▸ Input rows:
********************
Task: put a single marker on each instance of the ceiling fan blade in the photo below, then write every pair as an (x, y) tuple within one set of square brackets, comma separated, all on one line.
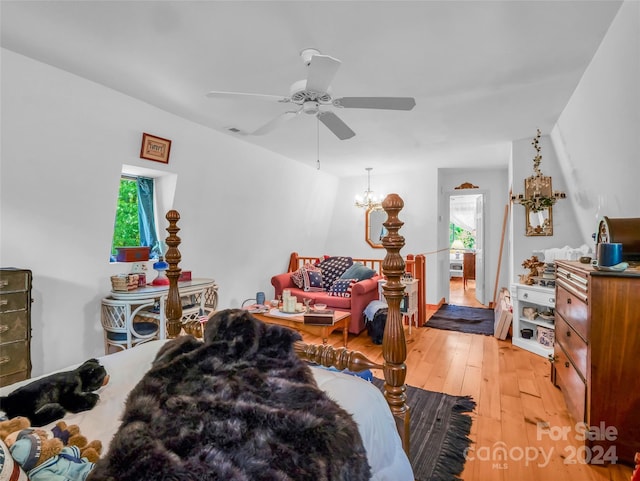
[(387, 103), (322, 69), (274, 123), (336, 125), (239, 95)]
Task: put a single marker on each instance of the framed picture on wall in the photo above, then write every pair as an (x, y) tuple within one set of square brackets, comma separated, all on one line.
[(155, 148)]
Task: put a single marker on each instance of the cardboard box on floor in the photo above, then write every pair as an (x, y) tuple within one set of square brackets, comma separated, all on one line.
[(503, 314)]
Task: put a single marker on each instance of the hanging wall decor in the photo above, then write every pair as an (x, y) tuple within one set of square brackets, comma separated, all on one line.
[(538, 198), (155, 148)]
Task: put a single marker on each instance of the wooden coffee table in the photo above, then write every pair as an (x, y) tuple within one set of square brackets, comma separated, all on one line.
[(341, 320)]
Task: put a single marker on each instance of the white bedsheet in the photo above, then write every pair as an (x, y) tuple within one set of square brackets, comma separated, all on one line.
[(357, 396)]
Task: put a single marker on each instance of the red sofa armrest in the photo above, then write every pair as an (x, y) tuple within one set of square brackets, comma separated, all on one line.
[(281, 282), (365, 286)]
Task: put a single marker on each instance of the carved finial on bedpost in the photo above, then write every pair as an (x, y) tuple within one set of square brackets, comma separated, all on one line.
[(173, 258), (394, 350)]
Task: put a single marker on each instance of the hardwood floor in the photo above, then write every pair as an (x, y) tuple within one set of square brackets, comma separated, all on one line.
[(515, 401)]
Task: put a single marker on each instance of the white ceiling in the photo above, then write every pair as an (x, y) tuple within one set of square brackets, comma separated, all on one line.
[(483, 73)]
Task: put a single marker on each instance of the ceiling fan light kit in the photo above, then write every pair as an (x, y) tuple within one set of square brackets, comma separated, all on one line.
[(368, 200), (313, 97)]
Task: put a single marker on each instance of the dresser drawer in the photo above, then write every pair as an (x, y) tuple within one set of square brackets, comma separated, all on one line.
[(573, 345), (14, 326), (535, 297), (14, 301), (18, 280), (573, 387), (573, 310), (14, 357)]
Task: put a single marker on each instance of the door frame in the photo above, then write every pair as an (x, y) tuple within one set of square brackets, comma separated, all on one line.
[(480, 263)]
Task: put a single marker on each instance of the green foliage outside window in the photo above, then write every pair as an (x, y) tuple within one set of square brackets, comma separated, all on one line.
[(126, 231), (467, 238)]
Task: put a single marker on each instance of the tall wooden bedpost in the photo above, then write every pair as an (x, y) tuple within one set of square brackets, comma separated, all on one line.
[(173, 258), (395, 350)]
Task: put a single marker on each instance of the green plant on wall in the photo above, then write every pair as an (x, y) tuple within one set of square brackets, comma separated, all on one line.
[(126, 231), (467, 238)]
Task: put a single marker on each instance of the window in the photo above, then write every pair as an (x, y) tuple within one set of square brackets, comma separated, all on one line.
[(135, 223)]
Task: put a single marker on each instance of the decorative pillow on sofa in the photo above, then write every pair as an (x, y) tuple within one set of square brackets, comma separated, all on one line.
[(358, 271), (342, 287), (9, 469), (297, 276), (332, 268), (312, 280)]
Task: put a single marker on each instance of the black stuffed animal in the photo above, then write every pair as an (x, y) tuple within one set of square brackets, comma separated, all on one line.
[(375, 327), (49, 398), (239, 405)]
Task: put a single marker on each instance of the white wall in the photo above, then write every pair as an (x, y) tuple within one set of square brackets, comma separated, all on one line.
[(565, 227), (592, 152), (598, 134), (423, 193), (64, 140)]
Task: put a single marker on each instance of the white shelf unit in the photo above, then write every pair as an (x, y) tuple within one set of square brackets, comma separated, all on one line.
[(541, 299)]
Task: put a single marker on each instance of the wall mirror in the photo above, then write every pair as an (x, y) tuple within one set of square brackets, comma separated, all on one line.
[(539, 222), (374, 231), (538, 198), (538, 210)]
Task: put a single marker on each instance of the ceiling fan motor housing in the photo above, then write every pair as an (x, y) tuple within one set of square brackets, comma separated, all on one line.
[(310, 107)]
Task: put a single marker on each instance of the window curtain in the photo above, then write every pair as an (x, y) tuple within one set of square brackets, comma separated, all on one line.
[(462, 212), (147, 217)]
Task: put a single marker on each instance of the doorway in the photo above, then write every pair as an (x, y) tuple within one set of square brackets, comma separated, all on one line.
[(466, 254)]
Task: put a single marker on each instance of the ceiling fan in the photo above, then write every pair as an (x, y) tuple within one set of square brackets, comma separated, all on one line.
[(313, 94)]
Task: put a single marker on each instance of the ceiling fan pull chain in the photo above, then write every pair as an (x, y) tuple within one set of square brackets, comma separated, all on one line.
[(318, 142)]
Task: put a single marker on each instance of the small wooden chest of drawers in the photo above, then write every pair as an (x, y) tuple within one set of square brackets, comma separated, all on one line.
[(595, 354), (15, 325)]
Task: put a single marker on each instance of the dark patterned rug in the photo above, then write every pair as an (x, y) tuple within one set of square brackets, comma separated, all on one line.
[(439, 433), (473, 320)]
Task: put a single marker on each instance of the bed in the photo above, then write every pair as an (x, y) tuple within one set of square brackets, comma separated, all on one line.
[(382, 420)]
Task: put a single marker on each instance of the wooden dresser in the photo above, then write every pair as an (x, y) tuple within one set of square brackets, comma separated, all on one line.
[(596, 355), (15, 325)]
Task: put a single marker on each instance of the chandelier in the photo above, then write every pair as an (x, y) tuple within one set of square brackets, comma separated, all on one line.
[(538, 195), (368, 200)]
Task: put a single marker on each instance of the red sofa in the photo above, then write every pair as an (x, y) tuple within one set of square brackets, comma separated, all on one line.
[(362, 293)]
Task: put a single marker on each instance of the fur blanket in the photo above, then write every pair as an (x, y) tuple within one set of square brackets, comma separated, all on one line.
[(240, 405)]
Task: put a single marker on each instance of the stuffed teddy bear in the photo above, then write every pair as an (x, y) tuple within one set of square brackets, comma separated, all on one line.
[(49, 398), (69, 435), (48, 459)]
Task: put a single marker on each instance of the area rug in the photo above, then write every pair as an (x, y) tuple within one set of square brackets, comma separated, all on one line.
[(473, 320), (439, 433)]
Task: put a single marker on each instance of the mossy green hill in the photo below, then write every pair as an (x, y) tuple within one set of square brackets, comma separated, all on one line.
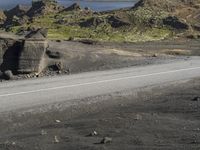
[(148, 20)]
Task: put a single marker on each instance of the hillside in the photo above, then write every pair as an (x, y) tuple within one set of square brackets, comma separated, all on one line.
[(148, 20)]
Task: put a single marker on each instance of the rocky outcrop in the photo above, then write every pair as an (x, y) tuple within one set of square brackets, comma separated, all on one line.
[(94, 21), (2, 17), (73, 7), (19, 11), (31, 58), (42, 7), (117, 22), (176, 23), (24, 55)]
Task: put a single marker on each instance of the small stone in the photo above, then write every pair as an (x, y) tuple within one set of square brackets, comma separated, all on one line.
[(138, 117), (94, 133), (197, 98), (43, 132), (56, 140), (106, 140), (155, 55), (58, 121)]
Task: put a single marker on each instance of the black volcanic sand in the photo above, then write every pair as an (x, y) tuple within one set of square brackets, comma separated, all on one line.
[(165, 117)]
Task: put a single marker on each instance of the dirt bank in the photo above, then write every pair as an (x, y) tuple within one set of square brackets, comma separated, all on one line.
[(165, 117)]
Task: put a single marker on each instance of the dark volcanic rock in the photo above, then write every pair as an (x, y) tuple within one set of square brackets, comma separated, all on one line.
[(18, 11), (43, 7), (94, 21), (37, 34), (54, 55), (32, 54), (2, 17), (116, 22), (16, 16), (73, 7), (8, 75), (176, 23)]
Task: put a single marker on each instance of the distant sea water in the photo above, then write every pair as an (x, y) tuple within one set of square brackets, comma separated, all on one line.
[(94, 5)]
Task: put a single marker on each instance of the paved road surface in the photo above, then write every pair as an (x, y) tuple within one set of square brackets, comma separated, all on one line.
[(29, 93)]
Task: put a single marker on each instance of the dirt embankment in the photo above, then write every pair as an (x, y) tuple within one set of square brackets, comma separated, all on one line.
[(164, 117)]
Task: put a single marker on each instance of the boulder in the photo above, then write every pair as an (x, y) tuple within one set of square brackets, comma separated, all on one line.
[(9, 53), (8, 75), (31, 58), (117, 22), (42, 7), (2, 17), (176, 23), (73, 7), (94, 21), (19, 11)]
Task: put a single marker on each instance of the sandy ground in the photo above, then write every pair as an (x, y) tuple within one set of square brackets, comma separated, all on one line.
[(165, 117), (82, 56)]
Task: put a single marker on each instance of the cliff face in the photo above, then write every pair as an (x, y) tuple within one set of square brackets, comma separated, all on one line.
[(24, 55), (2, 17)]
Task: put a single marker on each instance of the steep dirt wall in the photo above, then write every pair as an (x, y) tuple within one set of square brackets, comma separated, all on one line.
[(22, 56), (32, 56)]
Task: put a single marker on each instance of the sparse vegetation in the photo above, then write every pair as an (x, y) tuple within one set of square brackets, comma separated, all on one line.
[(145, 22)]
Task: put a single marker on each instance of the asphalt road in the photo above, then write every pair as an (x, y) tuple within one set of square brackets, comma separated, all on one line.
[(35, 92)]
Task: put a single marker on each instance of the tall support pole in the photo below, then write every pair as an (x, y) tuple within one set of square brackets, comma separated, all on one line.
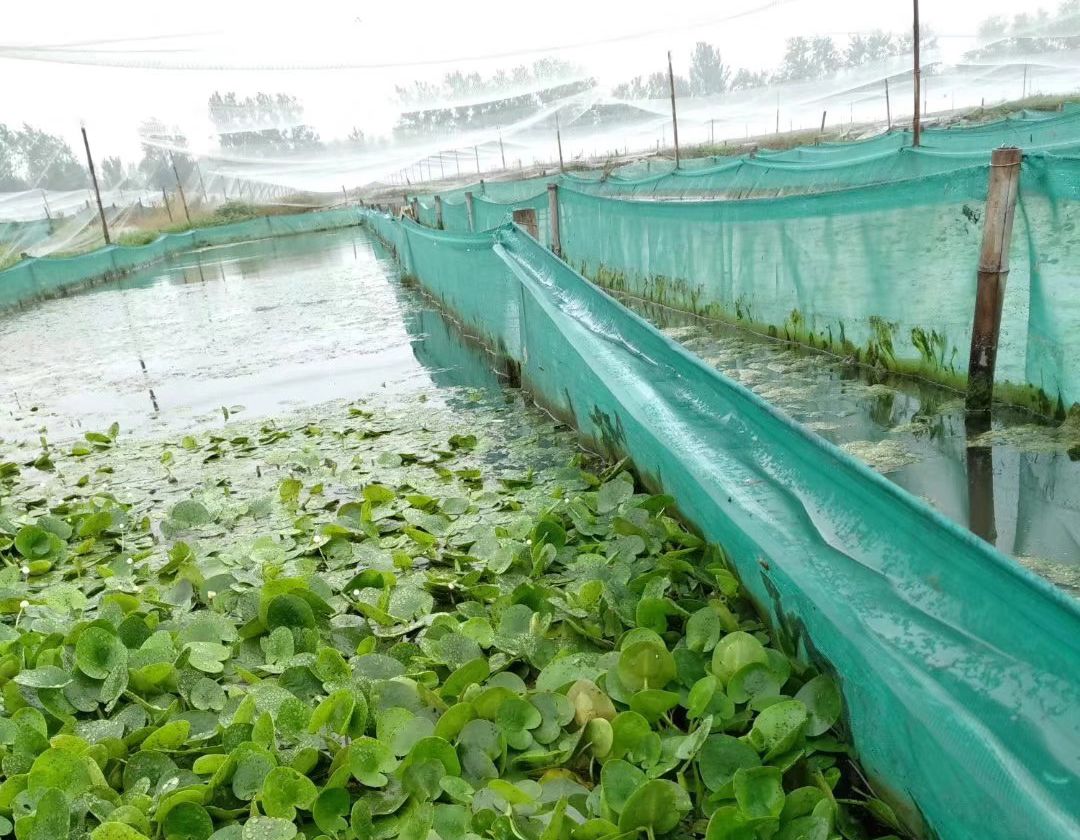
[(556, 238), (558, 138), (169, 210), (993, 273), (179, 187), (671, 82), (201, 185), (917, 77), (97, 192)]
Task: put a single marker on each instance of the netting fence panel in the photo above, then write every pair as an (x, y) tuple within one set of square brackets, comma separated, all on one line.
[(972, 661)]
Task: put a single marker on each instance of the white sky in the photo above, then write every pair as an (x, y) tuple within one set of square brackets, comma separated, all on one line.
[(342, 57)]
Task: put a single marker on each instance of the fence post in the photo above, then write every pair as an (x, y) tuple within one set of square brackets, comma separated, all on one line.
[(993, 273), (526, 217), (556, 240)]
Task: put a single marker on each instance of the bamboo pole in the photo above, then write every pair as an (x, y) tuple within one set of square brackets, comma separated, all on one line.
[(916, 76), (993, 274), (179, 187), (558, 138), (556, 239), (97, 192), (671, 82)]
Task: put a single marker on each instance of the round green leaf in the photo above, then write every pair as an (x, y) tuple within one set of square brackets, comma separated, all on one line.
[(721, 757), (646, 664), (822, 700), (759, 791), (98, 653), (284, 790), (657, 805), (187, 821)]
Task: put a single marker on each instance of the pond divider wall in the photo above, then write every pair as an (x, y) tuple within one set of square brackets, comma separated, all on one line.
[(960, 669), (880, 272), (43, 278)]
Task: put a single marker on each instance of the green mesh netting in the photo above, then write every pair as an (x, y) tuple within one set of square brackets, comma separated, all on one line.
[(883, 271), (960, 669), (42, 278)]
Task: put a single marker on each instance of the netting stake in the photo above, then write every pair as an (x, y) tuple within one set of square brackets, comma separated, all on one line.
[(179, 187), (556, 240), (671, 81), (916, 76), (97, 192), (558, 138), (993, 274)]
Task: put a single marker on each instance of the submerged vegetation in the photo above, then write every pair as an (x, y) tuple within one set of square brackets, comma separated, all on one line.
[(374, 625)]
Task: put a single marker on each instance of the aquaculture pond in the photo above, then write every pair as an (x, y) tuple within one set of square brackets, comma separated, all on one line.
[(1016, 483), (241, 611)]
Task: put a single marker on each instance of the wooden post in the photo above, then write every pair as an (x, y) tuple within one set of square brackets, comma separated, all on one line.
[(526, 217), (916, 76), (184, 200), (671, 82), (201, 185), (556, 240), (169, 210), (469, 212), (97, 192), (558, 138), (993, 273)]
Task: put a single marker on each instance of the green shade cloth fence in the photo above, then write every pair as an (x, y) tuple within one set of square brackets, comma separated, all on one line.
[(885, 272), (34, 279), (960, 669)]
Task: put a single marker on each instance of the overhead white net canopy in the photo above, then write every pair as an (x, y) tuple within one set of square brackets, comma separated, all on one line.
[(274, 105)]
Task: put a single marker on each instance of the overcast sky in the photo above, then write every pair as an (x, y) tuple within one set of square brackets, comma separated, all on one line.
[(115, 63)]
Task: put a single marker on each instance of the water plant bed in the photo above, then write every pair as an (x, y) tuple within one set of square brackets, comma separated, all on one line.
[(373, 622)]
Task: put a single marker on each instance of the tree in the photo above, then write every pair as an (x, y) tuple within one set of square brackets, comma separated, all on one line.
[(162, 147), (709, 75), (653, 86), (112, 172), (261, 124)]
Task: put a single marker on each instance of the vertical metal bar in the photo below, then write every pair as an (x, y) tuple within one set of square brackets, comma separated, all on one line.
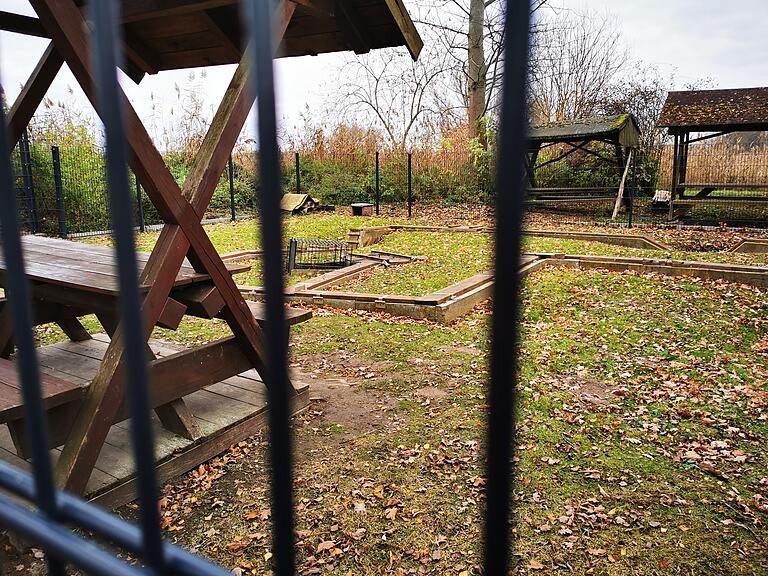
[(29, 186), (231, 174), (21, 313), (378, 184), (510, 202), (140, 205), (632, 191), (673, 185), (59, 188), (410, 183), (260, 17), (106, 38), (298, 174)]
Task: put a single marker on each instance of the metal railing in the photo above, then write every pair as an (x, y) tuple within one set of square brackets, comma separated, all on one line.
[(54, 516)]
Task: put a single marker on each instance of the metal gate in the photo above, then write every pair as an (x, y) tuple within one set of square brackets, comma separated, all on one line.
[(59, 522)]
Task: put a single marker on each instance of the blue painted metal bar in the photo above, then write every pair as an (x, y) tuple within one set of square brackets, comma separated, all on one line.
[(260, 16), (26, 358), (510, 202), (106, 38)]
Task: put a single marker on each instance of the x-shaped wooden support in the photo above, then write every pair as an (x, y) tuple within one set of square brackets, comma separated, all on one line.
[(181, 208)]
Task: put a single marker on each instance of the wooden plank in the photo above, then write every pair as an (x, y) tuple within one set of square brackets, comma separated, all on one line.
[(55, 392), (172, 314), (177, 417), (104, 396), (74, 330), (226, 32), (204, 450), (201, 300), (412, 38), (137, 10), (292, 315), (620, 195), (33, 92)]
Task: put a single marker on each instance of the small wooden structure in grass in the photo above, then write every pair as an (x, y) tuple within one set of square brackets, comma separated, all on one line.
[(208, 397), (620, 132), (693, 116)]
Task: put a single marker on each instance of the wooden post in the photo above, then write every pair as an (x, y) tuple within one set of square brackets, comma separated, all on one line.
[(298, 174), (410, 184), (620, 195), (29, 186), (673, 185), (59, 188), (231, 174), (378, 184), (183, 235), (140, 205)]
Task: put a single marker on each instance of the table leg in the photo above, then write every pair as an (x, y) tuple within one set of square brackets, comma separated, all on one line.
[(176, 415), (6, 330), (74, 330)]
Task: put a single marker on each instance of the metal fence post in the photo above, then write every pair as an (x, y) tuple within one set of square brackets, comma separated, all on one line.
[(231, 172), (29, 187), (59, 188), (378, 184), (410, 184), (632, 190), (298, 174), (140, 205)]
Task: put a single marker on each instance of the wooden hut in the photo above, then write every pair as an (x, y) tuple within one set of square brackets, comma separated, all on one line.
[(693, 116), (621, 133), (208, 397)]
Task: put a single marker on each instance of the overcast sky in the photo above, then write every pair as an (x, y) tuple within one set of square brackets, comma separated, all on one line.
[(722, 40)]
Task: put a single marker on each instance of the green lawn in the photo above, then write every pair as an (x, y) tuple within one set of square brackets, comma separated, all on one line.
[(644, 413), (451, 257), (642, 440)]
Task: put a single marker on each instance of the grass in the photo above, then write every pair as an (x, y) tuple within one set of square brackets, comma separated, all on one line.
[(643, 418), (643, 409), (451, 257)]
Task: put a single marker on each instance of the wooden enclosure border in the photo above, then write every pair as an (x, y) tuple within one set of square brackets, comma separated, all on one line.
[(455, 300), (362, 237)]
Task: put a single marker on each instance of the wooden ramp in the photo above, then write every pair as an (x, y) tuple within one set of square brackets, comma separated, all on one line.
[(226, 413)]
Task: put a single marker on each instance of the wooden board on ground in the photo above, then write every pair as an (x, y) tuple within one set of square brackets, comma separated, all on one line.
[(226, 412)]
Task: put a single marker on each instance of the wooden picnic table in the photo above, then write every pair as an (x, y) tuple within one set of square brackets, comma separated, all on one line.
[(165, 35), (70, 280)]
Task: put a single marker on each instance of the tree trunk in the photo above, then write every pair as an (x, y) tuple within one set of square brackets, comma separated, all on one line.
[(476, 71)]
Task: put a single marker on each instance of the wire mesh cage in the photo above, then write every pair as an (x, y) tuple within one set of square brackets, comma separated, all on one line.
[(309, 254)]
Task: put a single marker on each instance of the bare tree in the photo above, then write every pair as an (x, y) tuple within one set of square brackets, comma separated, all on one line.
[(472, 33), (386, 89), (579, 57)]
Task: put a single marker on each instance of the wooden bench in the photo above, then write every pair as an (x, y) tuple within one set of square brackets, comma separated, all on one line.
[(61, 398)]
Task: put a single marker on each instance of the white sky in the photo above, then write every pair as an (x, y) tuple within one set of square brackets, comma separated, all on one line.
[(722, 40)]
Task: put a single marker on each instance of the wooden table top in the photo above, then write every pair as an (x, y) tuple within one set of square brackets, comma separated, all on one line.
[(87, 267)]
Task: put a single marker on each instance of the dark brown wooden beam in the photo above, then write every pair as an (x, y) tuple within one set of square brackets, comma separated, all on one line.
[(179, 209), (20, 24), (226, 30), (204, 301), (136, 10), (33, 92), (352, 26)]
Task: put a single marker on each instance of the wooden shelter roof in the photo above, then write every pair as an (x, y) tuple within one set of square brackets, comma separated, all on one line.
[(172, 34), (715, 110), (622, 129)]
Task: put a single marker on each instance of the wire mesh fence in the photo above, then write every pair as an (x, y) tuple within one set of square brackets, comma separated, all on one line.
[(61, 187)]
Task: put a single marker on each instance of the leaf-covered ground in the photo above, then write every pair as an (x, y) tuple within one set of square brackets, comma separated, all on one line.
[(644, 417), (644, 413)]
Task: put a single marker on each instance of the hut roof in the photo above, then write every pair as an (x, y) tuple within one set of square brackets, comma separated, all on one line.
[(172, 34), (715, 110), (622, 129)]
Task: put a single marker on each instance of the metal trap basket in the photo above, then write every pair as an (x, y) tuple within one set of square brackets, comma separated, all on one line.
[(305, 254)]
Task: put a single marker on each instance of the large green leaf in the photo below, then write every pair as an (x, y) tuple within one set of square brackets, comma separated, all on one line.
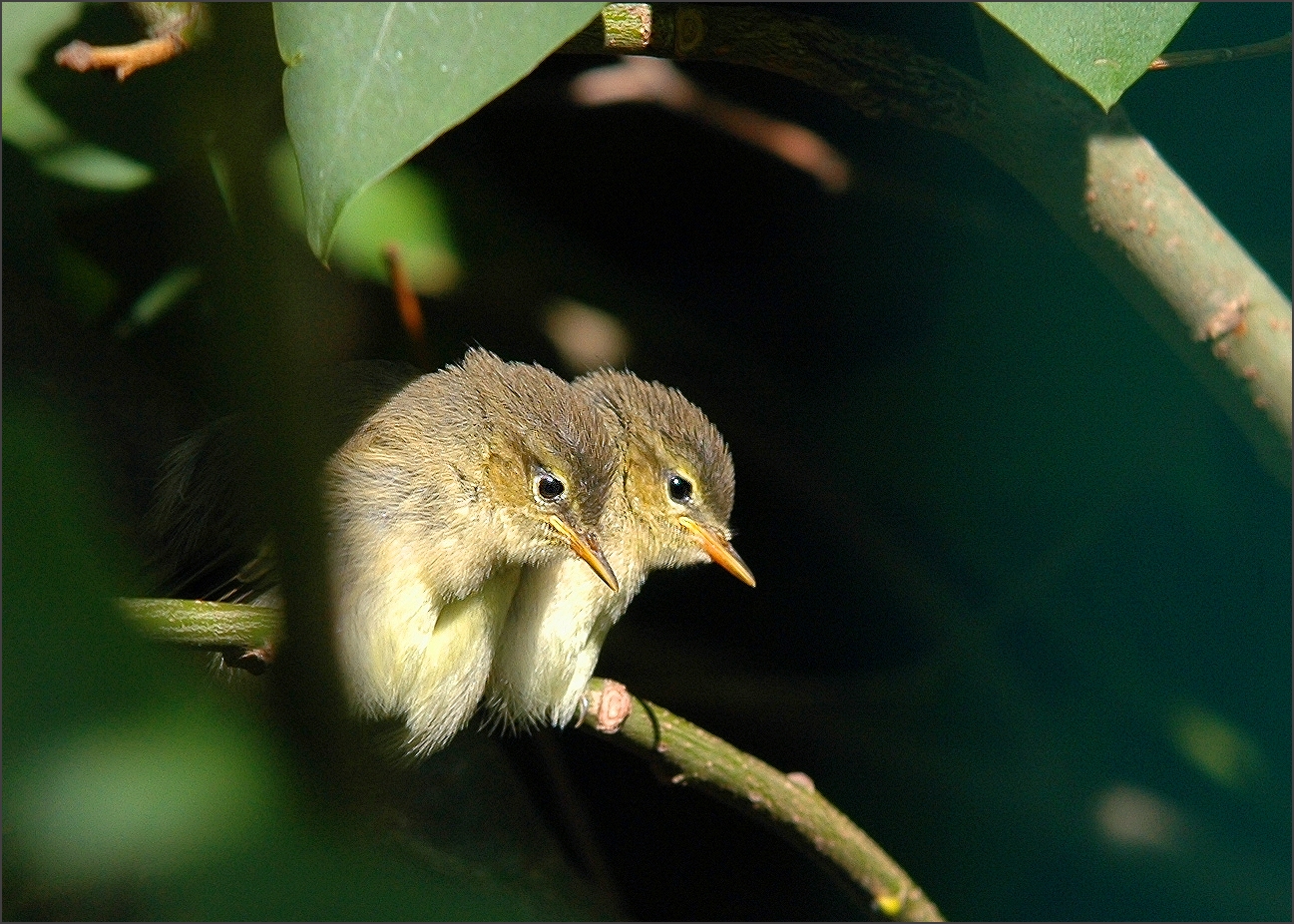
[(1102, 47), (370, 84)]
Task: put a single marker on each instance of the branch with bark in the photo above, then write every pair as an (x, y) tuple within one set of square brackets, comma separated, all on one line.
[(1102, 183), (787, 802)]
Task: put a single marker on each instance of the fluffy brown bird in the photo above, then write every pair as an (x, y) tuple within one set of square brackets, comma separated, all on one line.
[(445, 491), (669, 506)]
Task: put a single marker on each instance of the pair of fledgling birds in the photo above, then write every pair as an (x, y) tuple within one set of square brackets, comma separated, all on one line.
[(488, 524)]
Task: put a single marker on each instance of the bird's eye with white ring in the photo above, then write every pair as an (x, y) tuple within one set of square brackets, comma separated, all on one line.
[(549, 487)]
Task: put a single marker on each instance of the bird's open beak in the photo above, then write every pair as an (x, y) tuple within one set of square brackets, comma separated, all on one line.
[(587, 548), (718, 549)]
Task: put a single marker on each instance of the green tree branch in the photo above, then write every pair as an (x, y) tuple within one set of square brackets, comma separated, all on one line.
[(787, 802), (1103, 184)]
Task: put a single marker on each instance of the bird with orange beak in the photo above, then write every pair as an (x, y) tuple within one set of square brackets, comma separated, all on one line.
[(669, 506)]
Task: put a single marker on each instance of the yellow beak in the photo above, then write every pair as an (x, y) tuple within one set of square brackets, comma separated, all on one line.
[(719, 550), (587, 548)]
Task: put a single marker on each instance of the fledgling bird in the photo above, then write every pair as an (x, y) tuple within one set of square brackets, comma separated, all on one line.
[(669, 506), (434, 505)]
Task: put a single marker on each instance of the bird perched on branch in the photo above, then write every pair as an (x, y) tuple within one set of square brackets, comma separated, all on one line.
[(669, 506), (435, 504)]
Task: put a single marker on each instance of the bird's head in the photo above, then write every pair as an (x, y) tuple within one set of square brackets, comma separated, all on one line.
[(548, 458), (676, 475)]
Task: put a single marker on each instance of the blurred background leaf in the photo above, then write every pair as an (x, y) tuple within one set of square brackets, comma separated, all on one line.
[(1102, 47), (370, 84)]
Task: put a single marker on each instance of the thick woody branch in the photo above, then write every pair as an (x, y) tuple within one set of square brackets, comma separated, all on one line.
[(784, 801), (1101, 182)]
********************
▸ Written exercise:
Rewrite the rows from the line with "Task: put a single marker on each instance of the x-shaped" up to and including the line with "[(181, 208)]" as a Markdown table with the columns Row and Line, where Row numbers each line and blank lines are left out.

▸ Response to this task:
| Row | Line |
|---|---|
| 1 | Task: put a single marker on each instance of the x-shaped wooden support in the photo above, then write every pair as an (x, y) tuple within one set of square brackets, comma separated, all on one line. |
| 2 | [(181, 208)] |